(Segmentation mask data)

=== Begin Enclosure ===

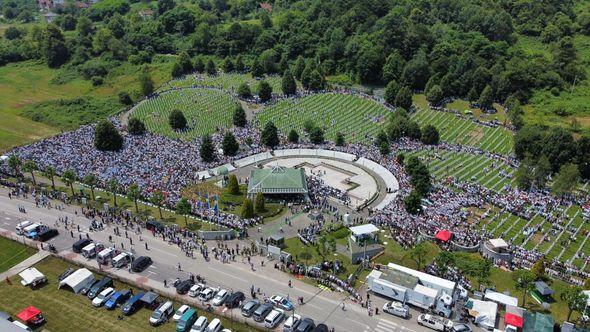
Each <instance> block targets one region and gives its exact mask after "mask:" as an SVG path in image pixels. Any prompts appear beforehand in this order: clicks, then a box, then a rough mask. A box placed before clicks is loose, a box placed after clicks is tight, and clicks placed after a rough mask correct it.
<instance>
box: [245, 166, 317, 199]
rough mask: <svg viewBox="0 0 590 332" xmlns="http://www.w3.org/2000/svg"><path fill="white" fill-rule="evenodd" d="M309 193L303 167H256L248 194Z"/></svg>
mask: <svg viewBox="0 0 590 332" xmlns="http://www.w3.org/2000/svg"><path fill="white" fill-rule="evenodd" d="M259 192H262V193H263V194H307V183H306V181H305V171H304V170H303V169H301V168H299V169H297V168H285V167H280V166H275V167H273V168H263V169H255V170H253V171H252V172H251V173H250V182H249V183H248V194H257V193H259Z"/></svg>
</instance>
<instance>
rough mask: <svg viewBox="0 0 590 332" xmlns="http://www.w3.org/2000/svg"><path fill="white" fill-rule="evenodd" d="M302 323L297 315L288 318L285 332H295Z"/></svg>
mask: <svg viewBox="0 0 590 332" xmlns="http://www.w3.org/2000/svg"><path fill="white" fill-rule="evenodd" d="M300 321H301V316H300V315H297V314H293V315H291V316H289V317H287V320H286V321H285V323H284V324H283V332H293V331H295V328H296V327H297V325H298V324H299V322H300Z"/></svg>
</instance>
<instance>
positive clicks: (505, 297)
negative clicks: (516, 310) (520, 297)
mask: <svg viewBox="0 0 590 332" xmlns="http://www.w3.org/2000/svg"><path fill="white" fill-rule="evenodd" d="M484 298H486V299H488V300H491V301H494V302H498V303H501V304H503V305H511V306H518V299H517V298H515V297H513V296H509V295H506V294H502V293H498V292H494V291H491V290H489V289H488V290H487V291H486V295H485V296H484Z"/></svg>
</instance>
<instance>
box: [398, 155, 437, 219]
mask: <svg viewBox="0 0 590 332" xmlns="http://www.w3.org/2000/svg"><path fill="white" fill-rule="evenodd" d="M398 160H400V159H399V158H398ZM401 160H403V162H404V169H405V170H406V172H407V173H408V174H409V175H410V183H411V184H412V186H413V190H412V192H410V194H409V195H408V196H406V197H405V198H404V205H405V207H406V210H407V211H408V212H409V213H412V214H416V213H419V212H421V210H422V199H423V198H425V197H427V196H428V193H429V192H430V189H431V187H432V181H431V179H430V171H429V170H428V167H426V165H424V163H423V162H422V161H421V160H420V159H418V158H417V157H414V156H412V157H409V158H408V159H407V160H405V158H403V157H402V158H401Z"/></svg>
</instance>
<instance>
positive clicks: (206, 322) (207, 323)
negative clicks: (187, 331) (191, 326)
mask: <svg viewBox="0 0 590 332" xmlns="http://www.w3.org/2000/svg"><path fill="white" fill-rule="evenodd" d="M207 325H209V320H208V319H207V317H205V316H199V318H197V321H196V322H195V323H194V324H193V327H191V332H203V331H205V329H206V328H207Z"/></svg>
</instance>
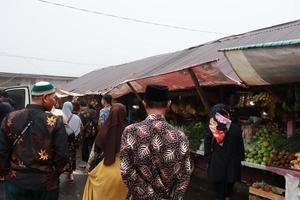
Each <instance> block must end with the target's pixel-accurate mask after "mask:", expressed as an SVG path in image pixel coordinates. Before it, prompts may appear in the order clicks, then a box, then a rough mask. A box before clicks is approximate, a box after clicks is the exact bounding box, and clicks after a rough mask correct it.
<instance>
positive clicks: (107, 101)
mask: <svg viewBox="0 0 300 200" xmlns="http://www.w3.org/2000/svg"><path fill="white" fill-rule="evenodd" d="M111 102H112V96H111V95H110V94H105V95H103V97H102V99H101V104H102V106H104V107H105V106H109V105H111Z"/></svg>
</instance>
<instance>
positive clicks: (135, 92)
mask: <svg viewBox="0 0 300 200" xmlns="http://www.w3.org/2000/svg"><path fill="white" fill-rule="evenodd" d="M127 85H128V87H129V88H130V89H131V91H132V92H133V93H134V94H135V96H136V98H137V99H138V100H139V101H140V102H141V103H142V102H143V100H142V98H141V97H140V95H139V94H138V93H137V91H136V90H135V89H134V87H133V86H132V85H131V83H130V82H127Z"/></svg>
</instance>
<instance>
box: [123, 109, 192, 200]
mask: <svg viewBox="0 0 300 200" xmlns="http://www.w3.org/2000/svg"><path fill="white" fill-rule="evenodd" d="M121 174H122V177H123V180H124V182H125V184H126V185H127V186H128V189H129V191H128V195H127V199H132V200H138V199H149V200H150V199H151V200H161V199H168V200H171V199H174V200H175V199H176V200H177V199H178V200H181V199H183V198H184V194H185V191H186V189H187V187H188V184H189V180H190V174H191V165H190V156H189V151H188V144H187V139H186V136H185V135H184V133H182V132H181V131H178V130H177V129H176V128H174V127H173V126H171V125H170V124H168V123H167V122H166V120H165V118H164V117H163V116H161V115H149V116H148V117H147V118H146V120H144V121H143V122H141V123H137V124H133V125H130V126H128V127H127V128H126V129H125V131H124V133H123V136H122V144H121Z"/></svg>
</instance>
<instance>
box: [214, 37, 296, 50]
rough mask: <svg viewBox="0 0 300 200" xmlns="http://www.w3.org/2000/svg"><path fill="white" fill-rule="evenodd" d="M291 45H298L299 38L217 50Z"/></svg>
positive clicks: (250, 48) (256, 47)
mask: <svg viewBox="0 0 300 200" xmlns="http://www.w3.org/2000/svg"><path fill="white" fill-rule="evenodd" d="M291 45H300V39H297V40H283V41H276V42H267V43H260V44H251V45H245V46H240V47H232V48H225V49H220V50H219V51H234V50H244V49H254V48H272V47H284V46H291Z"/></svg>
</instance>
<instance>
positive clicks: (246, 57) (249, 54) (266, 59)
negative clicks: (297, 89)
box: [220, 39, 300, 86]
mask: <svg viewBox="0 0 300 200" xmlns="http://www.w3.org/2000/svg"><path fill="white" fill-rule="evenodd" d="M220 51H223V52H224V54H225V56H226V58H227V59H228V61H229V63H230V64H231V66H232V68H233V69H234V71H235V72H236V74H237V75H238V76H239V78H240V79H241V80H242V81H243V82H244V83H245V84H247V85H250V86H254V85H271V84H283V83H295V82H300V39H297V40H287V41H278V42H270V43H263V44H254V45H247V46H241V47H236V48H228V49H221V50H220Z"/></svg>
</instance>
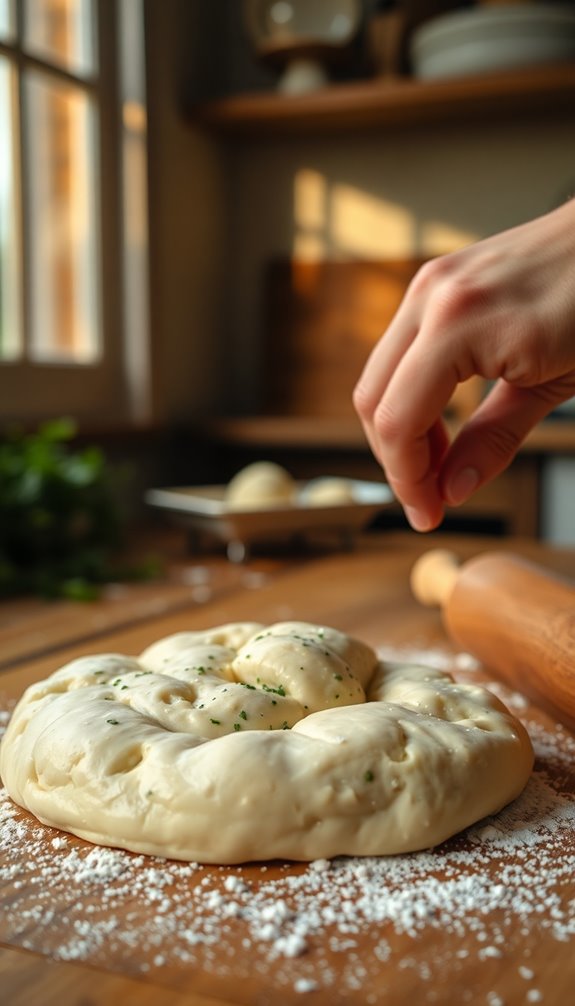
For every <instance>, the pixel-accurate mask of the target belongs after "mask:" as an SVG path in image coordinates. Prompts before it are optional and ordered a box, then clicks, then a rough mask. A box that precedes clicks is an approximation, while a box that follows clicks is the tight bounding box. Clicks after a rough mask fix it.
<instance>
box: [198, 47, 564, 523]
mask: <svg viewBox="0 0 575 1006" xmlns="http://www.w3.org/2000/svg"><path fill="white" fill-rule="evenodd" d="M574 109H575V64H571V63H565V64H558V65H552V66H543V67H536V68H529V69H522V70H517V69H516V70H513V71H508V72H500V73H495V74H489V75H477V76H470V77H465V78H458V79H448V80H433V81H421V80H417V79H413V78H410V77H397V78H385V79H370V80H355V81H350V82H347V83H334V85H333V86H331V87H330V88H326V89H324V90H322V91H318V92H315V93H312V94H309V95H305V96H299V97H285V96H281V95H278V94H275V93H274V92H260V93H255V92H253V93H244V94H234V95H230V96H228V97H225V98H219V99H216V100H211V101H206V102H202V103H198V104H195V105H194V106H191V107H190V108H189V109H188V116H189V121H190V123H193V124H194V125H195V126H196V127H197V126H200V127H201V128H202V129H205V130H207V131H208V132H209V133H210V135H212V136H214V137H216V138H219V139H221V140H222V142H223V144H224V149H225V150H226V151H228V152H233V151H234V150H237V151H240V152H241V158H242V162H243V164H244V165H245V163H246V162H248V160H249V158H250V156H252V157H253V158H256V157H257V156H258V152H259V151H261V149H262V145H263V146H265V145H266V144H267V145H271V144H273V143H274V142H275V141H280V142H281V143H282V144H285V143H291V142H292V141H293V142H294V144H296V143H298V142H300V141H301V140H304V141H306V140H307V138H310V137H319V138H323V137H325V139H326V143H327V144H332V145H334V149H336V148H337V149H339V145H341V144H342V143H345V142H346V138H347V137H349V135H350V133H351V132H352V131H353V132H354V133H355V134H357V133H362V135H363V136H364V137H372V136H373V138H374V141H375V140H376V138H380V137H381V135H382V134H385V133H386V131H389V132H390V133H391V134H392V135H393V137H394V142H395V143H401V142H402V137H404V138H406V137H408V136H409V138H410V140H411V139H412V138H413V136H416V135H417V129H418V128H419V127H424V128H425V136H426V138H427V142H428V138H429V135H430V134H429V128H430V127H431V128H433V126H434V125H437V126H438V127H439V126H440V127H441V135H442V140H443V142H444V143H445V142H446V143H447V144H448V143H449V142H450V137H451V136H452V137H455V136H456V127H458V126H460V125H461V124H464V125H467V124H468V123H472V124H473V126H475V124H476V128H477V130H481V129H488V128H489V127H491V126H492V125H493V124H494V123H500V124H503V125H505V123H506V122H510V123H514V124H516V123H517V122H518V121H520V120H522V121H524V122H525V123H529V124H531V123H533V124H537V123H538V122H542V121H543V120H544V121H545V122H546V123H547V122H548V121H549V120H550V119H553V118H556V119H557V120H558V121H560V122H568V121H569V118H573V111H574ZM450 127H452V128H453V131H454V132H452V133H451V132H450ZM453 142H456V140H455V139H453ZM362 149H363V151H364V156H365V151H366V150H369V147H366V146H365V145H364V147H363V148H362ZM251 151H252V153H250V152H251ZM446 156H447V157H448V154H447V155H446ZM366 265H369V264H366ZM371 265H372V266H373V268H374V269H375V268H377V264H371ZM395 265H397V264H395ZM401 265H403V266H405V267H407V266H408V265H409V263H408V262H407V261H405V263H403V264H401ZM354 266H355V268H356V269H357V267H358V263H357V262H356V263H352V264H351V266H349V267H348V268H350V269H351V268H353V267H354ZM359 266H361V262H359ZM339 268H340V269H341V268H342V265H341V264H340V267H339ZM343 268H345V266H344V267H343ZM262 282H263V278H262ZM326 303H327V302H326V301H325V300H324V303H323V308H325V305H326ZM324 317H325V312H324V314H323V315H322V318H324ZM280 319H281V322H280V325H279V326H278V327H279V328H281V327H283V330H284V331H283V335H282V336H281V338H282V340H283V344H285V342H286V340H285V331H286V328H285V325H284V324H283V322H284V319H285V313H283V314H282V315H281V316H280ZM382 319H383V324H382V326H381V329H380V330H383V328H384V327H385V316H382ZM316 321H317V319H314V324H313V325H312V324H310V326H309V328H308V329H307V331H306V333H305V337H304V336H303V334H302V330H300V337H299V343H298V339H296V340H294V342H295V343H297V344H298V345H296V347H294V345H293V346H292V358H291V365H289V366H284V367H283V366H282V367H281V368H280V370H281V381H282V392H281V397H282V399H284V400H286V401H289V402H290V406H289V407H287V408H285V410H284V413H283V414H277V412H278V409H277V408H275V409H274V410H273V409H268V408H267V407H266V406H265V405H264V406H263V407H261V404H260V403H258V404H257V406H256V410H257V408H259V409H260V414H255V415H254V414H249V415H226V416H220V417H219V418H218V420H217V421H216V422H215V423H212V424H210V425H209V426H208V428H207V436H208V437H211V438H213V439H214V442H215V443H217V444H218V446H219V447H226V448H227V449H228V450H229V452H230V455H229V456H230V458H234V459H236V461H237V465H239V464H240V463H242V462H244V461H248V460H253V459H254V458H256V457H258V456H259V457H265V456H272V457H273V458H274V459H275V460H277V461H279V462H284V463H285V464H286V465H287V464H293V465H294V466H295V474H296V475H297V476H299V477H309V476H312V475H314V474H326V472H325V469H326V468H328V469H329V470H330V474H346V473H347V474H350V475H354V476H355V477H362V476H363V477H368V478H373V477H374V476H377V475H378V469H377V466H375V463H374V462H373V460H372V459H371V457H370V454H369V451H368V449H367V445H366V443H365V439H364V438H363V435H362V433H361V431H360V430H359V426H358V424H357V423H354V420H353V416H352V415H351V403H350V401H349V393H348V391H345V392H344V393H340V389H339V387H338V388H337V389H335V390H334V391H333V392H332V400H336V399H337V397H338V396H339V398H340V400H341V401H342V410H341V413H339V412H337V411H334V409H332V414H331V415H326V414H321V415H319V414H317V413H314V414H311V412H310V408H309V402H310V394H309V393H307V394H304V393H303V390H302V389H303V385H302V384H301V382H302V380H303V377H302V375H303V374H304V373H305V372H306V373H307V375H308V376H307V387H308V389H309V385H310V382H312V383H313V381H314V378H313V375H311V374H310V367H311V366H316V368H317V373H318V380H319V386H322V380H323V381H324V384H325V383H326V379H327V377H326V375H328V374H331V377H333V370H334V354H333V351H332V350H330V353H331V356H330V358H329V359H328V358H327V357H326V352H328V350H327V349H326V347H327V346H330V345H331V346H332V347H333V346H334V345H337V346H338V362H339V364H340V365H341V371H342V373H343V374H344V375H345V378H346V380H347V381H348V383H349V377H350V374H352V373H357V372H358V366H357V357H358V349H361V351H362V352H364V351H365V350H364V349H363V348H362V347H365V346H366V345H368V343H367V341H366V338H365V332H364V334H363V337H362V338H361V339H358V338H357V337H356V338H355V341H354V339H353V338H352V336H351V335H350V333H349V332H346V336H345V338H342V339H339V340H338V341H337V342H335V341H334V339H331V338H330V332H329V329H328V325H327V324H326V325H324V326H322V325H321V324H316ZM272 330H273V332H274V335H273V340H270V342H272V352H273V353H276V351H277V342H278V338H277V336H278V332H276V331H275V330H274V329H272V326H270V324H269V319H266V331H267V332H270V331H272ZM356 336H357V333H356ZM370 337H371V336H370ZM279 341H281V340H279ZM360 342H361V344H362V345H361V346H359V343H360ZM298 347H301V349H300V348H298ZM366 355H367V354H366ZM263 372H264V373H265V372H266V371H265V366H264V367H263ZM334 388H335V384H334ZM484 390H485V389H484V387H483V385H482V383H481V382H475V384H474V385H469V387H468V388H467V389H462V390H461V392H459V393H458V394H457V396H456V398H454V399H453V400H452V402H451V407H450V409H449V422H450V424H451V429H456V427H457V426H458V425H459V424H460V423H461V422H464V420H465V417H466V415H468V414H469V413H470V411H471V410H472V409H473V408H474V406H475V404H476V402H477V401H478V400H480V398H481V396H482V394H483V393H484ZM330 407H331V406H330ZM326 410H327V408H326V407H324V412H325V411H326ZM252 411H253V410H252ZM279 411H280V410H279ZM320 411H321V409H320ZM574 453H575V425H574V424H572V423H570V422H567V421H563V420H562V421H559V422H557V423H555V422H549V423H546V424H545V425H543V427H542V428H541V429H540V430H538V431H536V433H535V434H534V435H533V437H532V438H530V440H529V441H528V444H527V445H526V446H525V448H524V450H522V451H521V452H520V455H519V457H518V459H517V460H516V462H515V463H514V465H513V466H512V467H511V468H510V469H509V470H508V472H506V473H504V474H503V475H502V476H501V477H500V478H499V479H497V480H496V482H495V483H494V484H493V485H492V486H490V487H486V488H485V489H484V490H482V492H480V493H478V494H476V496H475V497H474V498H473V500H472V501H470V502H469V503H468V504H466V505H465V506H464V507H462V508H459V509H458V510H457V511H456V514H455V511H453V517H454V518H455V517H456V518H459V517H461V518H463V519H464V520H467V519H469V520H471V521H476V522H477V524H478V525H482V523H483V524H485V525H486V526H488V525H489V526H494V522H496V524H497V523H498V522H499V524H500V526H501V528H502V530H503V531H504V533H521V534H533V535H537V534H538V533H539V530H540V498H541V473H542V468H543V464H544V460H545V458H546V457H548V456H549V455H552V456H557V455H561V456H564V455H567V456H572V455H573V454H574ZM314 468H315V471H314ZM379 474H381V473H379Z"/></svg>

=== End Enclosure ===

Answer with a single number: how many lines in the data above have the string "after" in them?

3